**Document segment**
────────────────
With Christmas just around the corner it is easy to get caught up with the excitement of Christmas presents and the anticipation of Christmas dinners to be eaten, and even easier to forget those principles that Christmas as we know it, was founded on; peace, love, generosity and joy.
Year on year it seems we become more selective on the meanings of these words, moulding them to fit our own desires, understanding joy as the pleasure of eating, generosity to mean over-indulging your nearest and dearest and peace to be the result of having a few nights of uninterrupted sleep. When in actual fact, Christmas is about a lot more than personal happiness and gain. It’s about unity, forgiveness and, most of all, selflessness.
────────────────
**Source excerpt**

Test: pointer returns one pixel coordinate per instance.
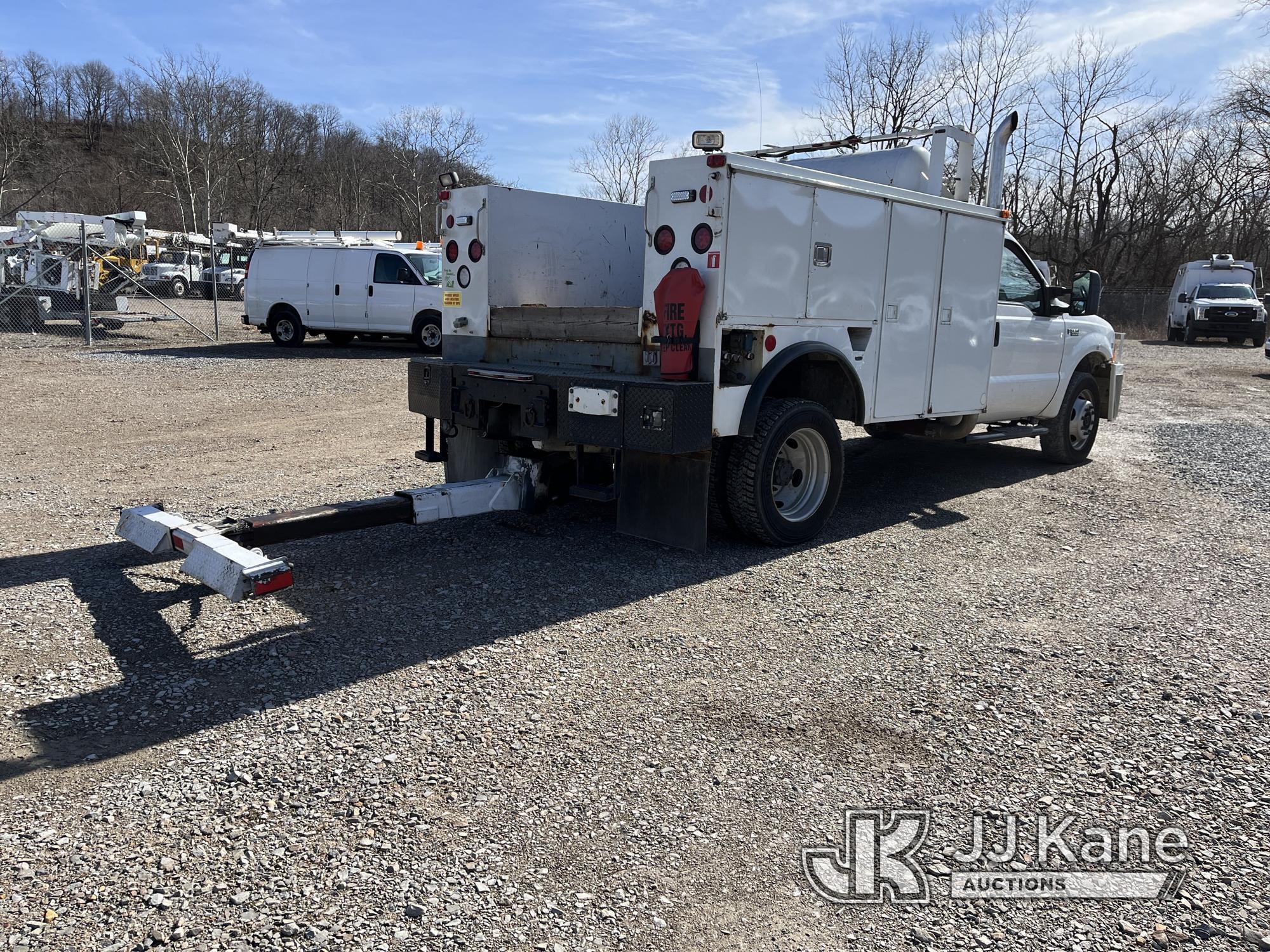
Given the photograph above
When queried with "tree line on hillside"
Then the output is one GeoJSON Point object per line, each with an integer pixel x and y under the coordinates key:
────────────────
**Problem details**
Reproduce the part of the Christmas passage above between "With Christmas just" and "of all, selflessness.", inclusive.

**Task result**
With Christmas just around the corner it is easy to get caught up with the excitement of Christmas presents and the anticipation of Christmas dinners to be eaten, and even easier to forget those principles that Christmas as we know it, was founded on; peace, love, generosity and joy.
Year on year it seems we become more selective on the meanings of these words, moulding them to fit our own desires, understanding joy as the pleasure of eating, generosity to mean over-indulging your nearest and dearest and peace to be the result of having a few nights of uninterrupted sleep. When in actual fact, Christmas is about a lot more than personal happiness and gain. It’s about unity, forgiveness and, most of all, selflessness.